**Given problem 1**
Rewrite the entries from the line containing "Locate the chrome" through the end of the entries, substituting "Object" for every "Target" and leaving everything else unchanged.
■ ■ ■ ■ ■ ■ ■
Liberty and Order: The First American Party Struggle, ed. and with a Preface by Lance Banning (Indianapolis: Liberty Fund, 2004).

About Liberty Fund:

Liberty Fund, Inc. is a private, educational foundation established to encourage the study of the ideal of a society of free and responsible individuals.


Letters of Fisher Ames to George Richards Minot 1791–1792

On the other side of the House, the letters of Fisher Ames, the acerbic congressman from Massachusetts who would be a leading Federalist speaker and writer well into the Jeffersonian ascendancy, were another indicator of sharpening feelings.

30 November 1791

… The remark so often made on the difference of opinion between the members [of Congress] from the two ends of the continent appears to me not only true, but founded on causes which are equally unpleasant and lasting. To the northward, we see how necessary it is to defend property by steady laws. Shays confirmed our habits and opinions. The men of sense and property, even a little above the multitude, wish to keep the government in force enough to govern. We have trade, money, credit, and industry, which is at once cause and effect of the others.
■ ■ ■ ■ ■ ■ ■
**Given problem 2**
Reproduce the entire Fisher Ames page extract word for word.
■ ■ ■ ■ ■ ■ ■
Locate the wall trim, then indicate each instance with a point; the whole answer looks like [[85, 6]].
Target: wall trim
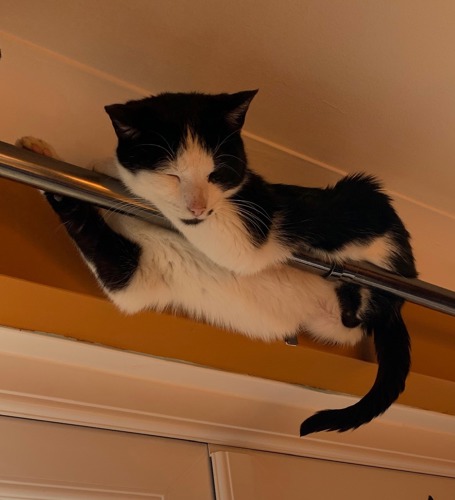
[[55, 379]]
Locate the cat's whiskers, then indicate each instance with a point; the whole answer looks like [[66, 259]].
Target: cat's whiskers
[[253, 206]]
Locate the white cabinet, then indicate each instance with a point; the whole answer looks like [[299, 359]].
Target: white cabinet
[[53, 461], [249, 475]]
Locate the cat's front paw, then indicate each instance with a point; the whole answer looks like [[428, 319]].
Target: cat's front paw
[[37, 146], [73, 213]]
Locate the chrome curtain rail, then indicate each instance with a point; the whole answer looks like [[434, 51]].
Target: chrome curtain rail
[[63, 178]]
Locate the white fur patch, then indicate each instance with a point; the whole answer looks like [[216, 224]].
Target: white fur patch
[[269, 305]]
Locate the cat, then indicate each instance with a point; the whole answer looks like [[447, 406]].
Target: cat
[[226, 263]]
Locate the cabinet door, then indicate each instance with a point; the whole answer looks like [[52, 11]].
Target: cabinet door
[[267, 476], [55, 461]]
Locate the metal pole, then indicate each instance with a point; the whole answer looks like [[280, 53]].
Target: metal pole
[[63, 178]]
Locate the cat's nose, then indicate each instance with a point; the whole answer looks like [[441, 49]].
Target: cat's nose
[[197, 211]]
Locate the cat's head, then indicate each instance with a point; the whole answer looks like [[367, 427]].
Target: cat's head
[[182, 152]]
■ ■ ■ ■ ■ ■ ■
**Expected output 1**
Locate the chrome curtain rail, then indicate each instance with a point; the whole answer looks like [[434, 51]].
Object: chrome curtain rail
[[63, 178]]
Locate the white fur patch, then indicate each instance with a point; the whole answer looks like [[216, 224]].
Object: white fur patch
[[269, 305]]
Locate the cat, then indicate each instance with a point; the whole answer looks like [[447, 406]].
Object: cat
[[226, 263]]
Locate the cabinet door, then indicate each instance with a point; the whole answer looks like [[52, 11]].
Object: cabinet door
[[267, 476], [55, 461]]
Locate the metal pole, then indicate each instance with a point; the whole answer looks like [[280, 53]].
Object: metal pole
[[63, 178]]
Locate the cat's nose, then indicate each instance with a point; the whole answer looks like [[441, 49]].
Object: cat's nose
[[197, 211]]
Locate the cat's head, then indicate each instance with a point; the whole answer looks like [[367, 427]].
Object: cat's head
[[182, 152]]

**Expected output 2**
Liberty and Order: The First American Party Struggle, ed. and with a Preface by Lance Banning (Indianapolis: Liberty Fund, 2004).

About Liberty Fund:

Liberty Fund, Inc. is a private, educational foundation established to encourage the study of the ideal of a society of free and responsible individuals.


Letters of Fisher Ames to George Richards Minot 1791–1792

On the other side of the House, the letters of Fisher Ames, the acerbic congressman from Massachusetts who would be a leading Federalist speaker and writer well into the Jeffersonian ascendancy, were another indicator of sharpening feelings.

30 November 1791

… The remark so often made on the difference of opinion between the members [of Congress] from the two ends of the continent appears to me not only true, but founded on causes which are equally unpleasant and lasting. To the northward, we see how necessary it is to defend property by steady laws. Shays confirmed our habits and opinions. The men of sense and property, even a little above the multitude, wish to keep the government in force enough to govern. We have trade, money, credit, and industry, which is at once cause and effect of the others.